→ SHORT TASK
Pick out each line in the listing below that contains the word "steel", and copy those lines in full.

→ EXTRACTED RECORDS
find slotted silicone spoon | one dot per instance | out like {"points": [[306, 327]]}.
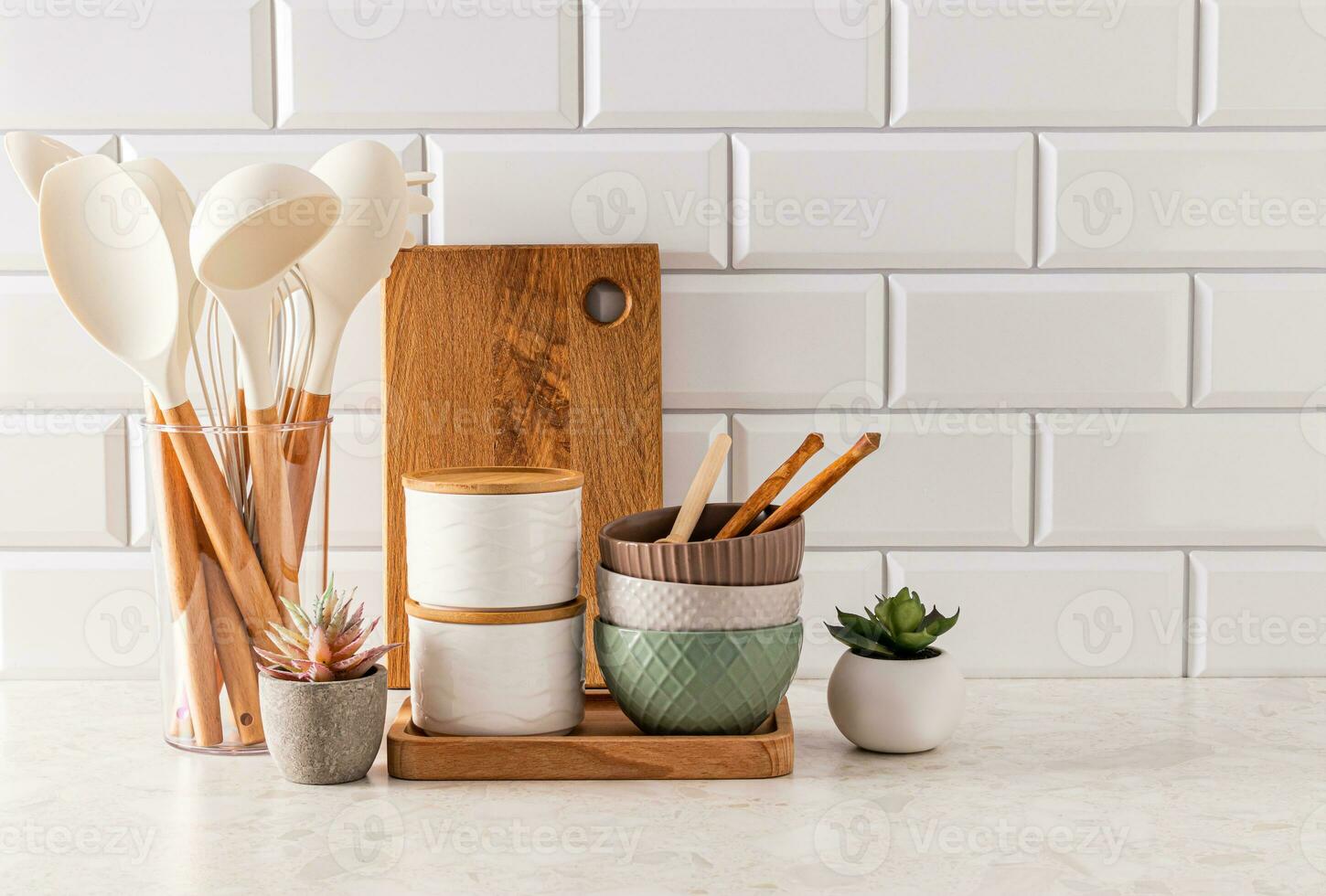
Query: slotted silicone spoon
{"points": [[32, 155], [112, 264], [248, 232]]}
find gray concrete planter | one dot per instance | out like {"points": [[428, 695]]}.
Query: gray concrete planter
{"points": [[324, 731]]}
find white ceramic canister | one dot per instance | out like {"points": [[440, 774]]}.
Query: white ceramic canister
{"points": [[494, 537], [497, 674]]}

...

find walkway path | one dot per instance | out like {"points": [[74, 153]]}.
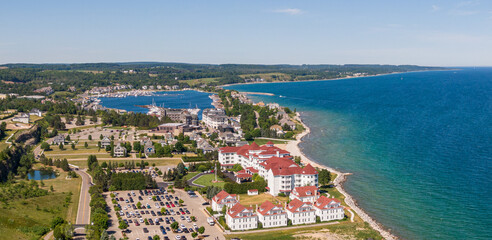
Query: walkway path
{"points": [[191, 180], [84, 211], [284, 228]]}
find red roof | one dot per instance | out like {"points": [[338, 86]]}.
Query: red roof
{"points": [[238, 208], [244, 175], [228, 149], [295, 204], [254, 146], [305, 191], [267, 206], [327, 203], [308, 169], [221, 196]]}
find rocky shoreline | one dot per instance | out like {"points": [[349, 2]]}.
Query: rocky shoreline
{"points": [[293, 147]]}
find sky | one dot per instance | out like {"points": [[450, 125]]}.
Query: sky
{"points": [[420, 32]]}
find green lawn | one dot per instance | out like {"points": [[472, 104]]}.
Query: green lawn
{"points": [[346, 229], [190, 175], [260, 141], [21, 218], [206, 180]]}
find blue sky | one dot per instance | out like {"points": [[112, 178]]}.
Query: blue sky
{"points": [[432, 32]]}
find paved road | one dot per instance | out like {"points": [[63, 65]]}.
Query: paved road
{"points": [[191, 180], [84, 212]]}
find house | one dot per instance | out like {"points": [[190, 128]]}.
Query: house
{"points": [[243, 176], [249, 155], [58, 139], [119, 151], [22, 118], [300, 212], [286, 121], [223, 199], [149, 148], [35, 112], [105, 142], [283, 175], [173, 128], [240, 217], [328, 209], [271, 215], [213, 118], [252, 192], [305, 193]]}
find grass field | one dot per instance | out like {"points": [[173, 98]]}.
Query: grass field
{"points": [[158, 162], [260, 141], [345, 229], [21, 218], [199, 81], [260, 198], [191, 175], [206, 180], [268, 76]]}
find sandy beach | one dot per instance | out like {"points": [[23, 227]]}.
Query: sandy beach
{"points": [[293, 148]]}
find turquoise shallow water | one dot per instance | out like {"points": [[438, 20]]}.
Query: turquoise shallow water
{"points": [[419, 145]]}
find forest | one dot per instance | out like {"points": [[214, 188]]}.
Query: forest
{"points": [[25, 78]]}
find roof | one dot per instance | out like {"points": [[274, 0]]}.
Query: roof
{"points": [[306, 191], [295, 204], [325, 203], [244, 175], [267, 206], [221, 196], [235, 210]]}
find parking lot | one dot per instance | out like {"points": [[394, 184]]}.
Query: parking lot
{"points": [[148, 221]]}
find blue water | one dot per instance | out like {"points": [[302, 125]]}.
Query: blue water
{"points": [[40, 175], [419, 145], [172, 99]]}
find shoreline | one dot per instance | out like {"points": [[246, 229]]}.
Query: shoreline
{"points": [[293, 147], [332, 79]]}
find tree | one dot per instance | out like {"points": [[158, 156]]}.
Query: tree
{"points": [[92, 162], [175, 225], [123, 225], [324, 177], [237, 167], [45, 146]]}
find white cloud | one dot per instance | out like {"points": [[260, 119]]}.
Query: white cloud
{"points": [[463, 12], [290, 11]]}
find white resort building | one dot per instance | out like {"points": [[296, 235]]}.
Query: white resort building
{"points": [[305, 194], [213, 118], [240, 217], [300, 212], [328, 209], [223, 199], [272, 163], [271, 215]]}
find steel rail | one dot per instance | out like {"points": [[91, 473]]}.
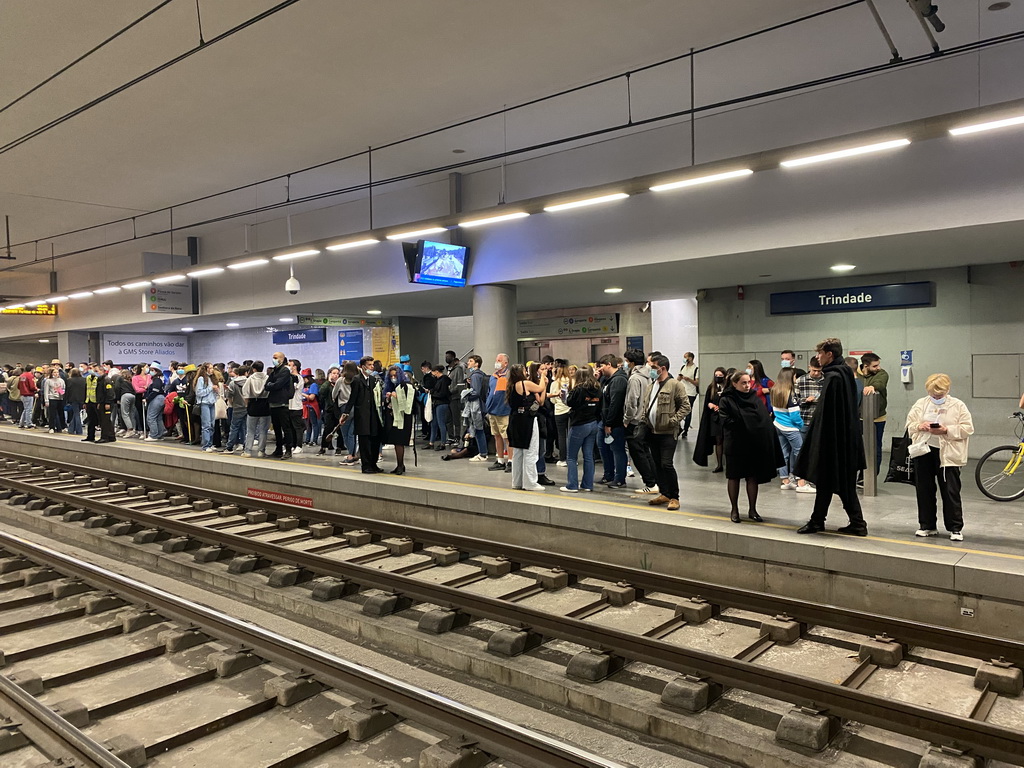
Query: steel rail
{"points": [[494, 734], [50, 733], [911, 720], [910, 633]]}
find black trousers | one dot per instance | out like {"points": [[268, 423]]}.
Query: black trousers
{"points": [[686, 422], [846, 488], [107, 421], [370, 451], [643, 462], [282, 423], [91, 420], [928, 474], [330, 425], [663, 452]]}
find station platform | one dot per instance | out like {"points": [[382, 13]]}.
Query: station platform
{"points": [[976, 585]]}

→ WORKED SOLUTION
find steel rail | one dot per instance | out like {"points": [[91, 473]]}.
Query: steel rail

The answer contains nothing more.